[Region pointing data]
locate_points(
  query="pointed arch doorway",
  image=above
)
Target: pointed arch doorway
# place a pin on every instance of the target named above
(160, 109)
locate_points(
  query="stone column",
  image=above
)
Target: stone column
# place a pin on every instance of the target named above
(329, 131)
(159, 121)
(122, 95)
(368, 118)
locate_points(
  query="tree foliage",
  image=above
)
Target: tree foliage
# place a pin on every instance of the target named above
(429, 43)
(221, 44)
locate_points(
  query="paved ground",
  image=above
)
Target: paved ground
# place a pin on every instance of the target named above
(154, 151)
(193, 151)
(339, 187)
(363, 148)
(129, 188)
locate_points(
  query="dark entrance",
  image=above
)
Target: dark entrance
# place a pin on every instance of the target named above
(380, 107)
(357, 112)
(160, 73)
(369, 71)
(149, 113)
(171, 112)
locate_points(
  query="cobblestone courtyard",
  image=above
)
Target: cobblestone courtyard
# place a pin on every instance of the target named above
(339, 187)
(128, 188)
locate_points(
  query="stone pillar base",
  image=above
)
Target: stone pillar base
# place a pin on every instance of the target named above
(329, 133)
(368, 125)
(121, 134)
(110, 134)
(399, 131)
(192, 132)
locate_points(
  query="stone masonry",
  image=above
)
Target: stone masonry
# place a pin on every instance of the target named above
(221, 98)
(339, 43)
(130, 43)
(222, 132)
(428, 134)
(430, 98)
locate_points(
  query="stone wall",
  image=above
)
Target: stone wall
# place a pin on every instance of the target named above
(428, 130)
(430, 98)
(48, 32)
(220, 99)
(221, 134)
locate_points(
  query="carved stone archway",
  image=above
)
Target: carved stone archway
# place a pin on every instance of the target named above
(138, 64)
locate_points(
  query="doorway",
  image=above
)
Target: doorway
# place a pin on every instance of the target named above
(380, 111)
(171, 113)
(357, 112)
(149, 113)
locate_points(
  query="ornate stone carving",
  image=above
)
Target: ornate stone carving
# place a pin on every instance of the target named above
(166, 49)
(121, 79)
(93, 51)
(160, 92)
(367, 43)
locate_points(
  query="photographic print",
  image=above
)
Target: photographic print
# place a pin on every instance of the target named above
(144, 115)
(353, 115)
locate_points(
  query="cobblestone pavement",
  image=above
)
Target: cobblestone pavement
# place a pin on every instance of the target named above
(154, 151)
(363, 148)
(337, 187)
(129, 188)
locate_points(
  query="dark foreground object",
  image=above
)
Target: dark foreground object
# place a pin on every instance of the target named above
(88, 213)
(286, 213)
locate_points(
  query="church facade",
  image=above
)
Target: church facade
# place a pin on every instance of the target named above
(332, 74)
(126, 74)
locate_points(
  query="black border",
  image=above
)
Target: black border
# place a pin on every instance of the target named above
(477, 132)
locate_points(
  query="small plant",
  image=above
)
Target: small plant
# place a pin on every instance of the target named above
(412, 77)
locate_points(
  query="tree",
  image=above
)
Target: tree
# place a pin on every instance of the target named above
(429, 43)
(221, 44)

* * *

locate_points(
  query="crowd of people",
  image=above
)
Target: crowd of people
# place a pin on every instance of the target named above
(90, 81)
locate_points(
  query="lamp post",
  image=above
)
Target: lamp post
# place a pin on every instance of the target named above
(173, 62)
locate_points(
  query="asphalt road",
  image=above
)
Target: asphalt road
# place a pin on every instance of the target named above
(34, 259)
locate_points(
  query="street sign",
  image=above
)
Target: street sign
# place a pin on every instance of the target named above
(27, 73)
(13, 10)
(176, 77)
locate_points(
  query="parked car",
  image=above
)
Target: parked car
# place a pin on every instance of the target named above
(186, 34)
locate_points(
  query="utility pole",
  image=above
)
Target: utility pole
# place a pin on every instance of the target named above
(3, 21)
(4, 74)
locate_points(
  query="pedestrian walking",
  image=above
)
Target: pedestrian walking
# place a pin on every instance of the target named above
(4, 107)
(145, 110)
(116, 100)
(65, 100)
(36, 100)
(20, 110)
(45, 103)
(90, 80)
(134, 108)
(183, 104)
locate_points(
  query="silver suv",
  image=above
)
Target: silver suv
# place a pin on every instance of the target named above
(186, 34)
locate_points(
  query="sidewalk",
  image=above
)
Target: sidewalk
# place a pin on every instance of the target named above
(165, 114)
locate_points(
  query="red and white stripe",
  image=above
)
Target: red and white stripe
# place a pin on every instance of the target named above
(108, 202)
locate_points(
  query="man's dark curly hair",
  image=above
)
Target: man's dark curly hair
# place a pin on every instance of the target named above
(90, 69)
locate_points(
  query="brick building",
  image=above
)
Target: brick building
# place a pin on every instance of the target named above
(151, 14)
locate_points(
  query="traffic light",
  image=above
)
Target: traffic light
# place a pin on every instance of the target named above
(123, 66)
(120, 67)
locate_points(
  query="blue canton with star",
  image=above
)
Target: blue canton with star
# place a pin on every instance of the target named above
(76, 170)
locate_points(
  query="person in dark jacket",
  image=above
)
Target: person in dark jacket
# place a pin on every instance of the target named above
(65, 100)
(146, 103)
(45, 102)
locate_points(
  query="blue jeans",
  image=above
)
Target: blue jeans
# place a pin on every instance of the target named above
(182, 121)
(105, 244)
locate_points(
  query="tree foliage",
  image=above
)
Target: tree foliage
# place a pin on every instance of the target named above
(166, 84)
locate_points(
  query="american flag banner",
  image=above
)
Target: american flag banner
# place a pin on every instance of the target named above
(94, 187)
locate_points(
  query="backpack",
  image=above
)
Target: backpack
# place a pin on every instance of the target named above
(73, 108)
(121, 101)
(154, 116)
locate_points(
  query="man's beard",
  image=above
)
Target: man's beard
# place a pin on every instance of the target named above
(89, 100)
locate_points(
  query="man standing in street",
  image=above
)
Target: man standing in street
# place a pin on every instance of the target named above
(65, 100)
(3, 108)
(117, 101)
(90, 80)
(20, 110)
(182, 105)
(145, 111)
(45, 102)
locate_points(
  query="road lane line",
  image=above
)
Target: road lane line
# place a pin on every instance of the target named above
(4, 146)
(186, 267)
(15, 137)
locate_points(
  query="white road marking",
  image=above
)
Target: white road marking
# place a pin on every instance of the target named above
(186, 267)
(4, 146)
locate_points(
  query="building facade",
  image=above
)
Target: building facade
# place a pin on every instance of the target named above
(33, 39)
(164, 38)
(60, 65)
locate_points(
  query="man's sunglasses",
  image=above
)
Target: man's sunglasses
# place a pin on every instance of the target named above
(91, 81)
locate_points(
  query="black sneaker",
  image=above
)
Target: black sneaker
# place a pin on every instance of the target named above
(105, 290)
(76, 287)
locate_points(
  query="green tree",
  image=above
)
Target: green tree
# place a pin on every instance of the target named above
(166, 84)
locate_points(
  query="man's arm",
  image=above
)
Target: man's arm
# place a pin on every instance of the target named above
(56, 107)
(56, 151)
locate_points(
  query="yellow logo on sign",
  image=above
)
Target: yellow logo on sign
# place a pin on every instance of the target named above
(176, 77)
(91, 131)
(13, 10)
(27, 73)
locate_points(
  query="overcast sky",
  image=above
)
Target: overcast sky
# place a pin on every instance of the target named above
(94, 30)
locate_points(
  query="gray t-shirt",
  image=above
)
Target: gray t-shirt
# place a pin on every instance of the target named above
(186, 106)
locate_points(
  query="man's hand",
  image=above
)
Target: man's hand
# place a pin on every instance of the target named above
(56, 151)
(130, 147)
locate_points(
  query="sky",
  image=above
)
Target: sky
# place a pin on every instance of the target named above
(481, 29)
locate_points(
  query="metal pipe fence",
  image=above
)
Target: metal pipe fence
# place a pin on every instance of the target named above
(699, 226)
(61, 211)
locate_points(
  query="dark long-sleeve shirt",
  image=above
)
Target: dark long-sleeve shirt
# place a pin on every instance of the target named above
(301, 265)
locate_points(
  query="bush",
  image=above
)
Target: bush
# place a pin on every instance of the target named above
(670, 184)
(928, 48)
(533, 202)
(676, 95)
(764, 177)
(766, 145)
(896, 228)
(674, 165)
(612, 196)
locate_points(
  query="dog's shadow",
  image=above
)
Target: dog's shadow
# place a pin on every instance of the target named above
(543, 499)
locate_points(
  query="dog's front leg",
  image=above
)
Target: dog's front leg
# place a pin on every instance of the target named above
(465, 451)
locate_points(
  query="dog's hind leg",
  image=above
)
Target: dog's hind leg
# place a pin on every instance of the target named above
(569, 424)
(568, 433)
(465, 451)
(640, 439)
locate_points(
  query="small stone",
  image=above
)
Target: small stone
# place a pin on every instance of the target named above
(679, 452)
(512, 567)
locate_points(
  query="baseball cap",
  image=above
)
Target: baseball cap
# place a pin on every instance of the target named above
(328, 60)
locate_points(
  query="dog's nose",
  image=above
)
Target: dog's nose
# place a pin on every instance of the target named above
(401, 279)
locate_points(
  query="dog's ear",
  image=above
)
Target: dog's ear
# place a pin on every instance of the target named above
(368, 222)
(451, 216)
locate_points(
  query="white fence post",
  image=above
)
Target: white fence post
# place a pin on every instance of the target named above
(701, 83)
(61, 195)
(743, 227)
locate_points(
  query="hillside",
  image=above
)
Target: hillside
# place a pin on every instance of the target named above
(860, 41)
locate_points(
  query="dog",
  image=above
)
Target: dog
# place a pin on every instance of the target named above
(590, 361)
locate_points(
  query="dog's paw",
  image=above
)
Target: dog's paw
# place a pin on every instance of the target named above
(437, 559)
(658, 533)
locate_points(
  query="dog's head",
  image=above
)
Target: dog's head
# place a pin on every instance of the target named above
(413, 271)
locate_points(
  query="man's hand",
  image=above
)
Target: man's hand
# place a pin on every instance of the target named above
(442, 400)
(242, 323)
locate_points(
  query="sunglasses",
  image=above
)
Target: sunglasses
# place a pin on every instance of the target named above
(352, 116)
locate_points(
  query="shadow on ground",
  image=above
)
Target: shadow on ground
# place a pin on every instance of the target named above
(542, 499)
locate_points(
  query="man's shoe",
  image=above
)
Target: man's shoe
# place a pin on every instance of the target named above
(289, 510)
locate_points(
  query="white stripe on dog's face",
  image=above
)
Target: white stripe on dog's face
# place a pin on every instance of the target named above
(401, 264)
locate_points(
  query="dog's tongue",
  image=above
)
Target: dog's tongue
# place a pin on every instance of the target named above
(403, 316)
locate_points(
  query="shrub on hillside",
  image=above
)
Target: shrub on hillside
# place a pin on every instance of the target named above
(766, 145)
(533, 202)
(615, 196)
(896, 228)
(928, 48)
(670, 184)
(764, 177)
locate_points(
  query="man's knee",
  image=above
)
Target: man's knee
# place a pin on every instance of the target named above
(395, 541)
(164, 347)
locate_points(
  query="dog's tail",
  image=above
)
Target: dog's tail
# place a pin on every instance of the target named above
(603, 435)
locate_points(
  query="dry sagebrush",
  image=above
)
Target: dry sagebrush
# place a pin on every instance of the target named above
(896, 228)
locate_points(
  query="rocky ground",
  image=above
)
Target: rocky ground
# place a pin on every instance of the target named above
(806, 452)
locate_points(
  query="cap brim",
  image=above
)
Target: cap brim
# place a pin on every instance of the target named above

■ PROBLEM STATEMENT: Read through the entries above, and wherever a line holds the string "curly", copy it.

■ WRITTEN REPLY:
  query="man's dark curly hair",
Target: man's dark curly hair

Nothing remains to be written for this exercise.